━━ DATA EXTRACTS

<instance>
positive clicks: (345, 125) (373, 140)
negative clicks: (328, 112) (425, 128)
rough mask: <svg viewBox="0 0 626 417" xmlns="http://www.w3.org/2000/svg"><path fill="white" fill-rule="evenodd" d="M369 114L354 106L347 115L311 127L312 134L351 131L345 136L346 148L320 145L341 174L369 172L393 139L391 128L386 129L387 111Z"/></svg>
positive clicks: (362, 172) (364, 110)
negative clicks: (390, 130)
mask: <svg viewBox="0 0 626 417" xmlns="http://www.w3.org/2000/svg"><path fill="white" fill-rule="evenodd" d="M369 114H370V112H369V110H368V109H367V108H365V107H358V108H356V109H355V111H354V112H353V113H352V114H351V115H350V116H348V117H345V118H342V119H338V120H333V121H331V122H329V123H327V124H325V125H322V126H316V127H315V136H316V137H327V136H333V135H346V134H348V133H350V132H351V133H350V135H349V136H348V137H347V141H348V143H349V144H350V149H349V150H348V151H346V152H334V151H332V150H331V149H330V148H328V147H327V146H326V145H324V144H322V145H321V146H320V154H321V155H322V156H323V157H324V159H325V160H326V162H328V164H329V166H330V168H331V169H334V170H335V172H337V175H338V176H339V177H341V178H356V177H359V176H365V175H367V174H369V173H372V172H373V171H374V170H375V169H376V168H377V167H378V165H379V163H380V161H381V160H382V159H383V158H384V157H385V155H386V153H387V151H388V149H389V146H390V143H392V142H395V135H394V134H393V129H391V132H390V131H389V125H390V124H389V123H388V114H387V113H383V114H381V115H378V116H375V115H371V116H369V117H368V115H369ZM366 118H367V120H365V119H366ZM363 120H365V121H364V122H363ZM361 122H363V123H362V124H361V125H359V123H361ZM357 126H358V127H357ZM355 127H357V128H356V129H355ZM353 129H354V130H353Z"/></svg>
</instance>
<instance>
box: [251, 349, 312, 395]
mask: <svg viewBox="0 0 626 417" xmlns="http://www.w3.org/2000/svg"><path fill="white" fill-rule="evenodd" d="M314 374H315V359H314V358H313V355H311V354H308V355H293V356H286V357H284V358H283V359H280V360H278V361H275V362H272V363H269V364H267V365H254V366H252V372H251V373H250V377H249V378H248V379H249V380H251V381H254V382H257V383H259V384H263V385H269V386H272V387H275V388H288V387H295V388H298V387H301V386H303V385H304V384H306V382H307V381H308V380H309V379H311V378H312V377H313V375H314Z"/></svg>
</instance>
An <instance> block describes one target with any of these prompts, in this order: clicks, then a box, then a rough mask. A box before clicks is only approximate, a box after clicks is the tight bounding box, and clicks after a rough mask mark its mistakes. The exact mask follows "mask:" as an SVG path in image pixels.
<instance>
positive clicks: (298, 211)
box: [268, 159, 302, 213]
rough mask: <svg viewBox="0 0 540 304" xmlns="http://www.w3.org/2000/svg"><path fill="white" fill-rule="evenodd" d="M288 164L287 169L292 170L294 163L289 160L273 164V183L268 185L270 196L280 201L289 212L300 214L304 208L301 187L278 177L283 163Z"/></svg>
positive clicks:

━━━━

▶ **WORK ITEM**
Keeping every line exactly as it is, retype the entries shown above.

▶ **RESPONSE BOX**
<instance>
positive clicks: (345, 125) (373, 140)
negative clicks: (328, 112) (425, 128)
rough mask: <svg viewBox="0 0 626 417" xmlns="http://www.w3.org/2000/svg"><path fill="white" fill-rule="evenodd" d="M369 114L354 106L347 115L311 127L312 134L351 131L345 136L346 148L320 145L341 174L369 172L393 139L391 128L386 129L387 111Z"/></svg>
positive clicks: (362, 172) (364, 110)
negative clicks: (390, 130)
mask: <svg viewBox="0 0 626 417" xmlns="http://www.w3.org/2000/svg"><path fill="white" fill-rule="evenodd" d="M369 114H370V112H369V110H368V109H367V108H365V107H358V108H356V109H355V111H354V112H353V113H352V114H351V115H350V116H348V117H345V118H342V119H338V120H333V121H331V122H329V123H327V124H325V125H322V126H316V127H315V136H316V137H327V136H333V135H346V134H348V133H350V132H351V133H350V135H349V136H348V137H347V141H348V143H349V144H350V149H349V150H348V151H346V152H334V151H332V150H331V149H330V148H328V147H327V146H326V145H324V144H322V145H321V146H320V154H321V155H322V156H323V157H324V159H325V160H326V162H328V164H329V166H330V168H331V169H334V170H335V172H337V175H338V176H339V177H341V178H356V177H359V176H365V175H367V174H369V173H372V172H373V171H374V170H375V169H376V168H377V167H378V165H379V163H380V161H381V160H382V159H383V158H384V157H385V155H386V153H387V151H388V149H389V146H390V143H392V142H395V135H394V134H393V129H391V132H390V131H389V125H390V124H389V123H388V114H387V113H383V114H381V115H378V116H375V115H371V116H369V117H368V115H369ZM366 118H367V120H365V119H366ZM363 120H365V121H364V122H363ZM361 122H363V123H362V124H361V125H359V123H361ZM357 126H358V127H357ZM355 127H357V128H356V129H355ZM353 129H354V130H353Z"/></svg>
</instance>
<instance>
box: [251, 349, 312, 395]
mask: <svg viewBox="0 0 626 417" xmlns="http://www.w3.org/2000/svg"><path fill="white" fill-rule="evenodd" d="M314 374H315V359H314V358H313V355H311V354H308V355H293V356H286V357H284V358H283V359H280V360H278V361H275V362H272V363H269V364H267V365H254V366H252V372H251V373H250V377H249V378H248V379H249V380H251V381H254V382H257V383H259V384H263V385H269V386H272V387H275V388H288V387H295V388H298V387H301V386H303V385H304V384H306V382H307V381H308V380H309V379H311V378H312V377H313V375H314Z"/></svg>
</instance>
An <instance> block describes one target with any of these prompts, in this order: clicks, then a box, then a rough mask. A box before clicks is only approximate, a box after clicks is the tight bounding box, and clicks after a rough mask mark its mistakes. The exact mask follows "mask:" as an SVG path in image pixels.
<instance>
positive clicks: (298, 211)
box: [268, 159, 302, 213]
rough mask: <svg viewBox="0 0 540 304" xmlns="http://www.w3.org/2000/svg"><path fill="white" fill-rule="evenodd" d="M288 164L287 169L292 170L294 163L289 160L273 164V183L268 185L270 196L280 201L289 212L300 214L304 208L301 187L278 177L283 163Z"/></svg>
positive clicks:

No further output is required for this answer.